**取り組む課題:**
(a) 震災復興シンポジウムの文章から、「第2は、今こそ中小企業憲章の」から「ティー)の策定が急がれます。」までをすべて、一字も変えずに書き写してください。
(b) 震災復興シンポジウムの文章の第5の提案では、なぜ同友会で学ぶ仲間を地域に増やしていくべきだとしているのですか。1～3文で答えてください。
(c) 震災復興シンポジウムの文章を、最後の文の後から書き継いでください。

ニュース - シンポジウム

「100年後の未来にむけて」-中小企業家の誓い

 3月10~11日に第4回東日本大震災復興シンポジウムが福島・宮城で開催されました。また、3月11日には復興慰霊式が行われました。『記録集 東日本大震災から5年 中小企業家の絆』(編集・発行:中同協)の発刊にあたっての広浜幹事長の談話、シンポジウムで発表されたアピール、復興慰霊式での式辞を紹介します。また、震災から5年間の岩手・宮城・福島と全国での取り組みを写真で振り返ります。


第4回東日本大震災復興シンポジウム アピール

 あの3.11の東日本大震災から5年となる2016年3月10日、11日、私たちは第4回東日本大震災復興シンポジウムを開催しました。10日には福島県いわき市に集合し、5年を迎え、震災・津波からの復興と、未だ原発事故の被災の真っ只中にある「いま」を目と心に焼き付け、宮城県仙台市に入り、11日にシンポジウム、復興慰霊式を開催しました。

 被災地の同友会の仲間たちは、震災・津波・原発事故・風評被害という中、一方では生きる、そして暮らす喜びと楽しみを、そして一方では怒りや哀しみを心に抱え、たゆまない努力を続け、逆境に力強く立ち向かっています。

 東日本大震災から5年。私たち中小企業家は震災によって被害をうけた地域や産業の復興のみならず、原発事故によって絶たれた歴史、文化を取り戻し、未来をつくりだそうと懸命な努力と実践を続けています。

 2日間のシンポジウムを通じて、私たちはあらためて「強い絆のもと、われら断じて滅びず」という中小企業家の魂。「1社もつぶさない、つぶさせない」という中小企業家の絆。「地域に人を育て、地域に人を残す」という中小企業家の使命を再確認しあいました。

 そして、「震災から5年~100年後の未来への提案」をテーマに学びあい、語り合う中で、私たちはこの震災からの教訓を以下の5点にまとめて次世代につないでいくことを提案します。

 第1は、会員企業1社1社が労使見解に基づく経営指針の実践による「同友会型企業づくり」で地域の再生・復興の希望となっていくことです。

 第2は、今こそ中小企業憲章の精神を地域の中に伝え、広げていくことです。地域に新しい仕事をつくり出し、雇用を生み出す地域循環型経済にとりくむことで復興の光となっていくことです。

 第3は、エネルギーシフトの学習と実践です。再生可能エネルギーによる地消地産をめざすことで、中小企業の仕事と雇用を生み出し、持続可能で質の高い暮らしと仕事を総合的に地域全体で実現していくことです。

 第4は、自然災害への対応・対策を企業・地域・同友会の中で進めていくことです。企業においては事業継続計画(BCP)、各地域においては環境適応計画(レジリエントシティー)の策定が急がれます。

 第5は、同友会で学ぶ仲間を地域に増やしていくことです。被災地では同友会の大きさと強さが地域の再生と活性化につながったという教訓に確信を持ち、同友会運動を地域の隅々に広げていきましょう。

**提供データ:**
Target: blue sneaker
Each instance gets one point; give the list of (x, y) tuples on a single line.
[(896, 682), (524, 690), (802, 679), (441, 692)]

**解答:**
(a)
第2は、今こそ中小企業憲章の精神を地域の中に伝え、広げていくことです。地域に新しい仕事をつくり出し、雇用を生み出す地域循環型経済にとりくむことで復興の光となっていくことです。

 第3は、エネルギーシフトの学習と実践です。再生可能エネルギーによる地消地産をめざすことで、中小企業の仕事と雇用を生み出し、持続可能で質の高い暮らしと仕事を総合的に地域全体で実現していくことです。

 第4は、自然災害への対応・対策を企業・地域・同友会の中で進めていくことです。企業においては事業継続計画(BCP)、各地域においては環境適応計画(レジリエントシティー)の策定が急がれます。

(b) 被災地では、同友会の大きさと強さが地域の再生と活性化につながったという教訓があるからです。その教訓に確信を持ち、同友会運動を地域の隅々に広げていこうと呼びかけています。

(c)
 私たちは、2日間の被災地視察とシンポジウムを通じて学びあい、語り合った教訓を各地に持ち帰り、同友会の仲間に伝え、広め、東日本大震災を決して風化させず、自らの課題として、その教訓を後世に伝えていくことを互いに誓い合い、本シンポジウムのアピールとします。


東日本大震災から5年 復興慰霊式 式辞

 あの3・11の東日本大震災から5年となる本日、ここ仙台市にて「復興慰霊式」を開催するにあたり、犠牲になられた方々に、謹んで哀悼の意をささげます。

 震災において1万9335名もの方々の尊い命が奪われ、5年という歳月を重ねた今もなお、失った大切なご家族や友人、亡くなった仲間や社員への想(おも)いは薄れることなく、その想いをつないでいこうと決意を固め、実践していることと拝察いたします。

 いまだ2600名の方々の行方が不明になったままです。5年という時の流れのなかで、その心中はいかばかりかと、つむぐ言葉もありません。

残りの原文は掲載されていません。